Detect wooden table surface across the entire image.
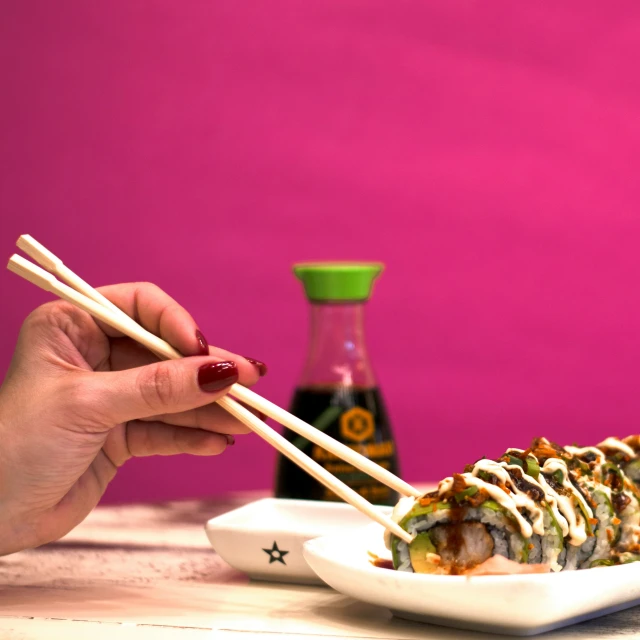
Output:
[0,494,640,640]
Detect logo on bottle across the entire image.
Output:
[340,407,376,442]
---
Rewrite every row above, keeping the requests, and multiply each bounding-box coordinate in the answers by 2.55, rounding to the nearest whole number with halves rounded up. Leave the pictures out.

TASK SOLUTION -
Detect wooden table surface across the entire image.
Output:
[0,1260,1632,1632]
Detect logo on bottle across the entire image.
Output:
[867,1038,959,1127]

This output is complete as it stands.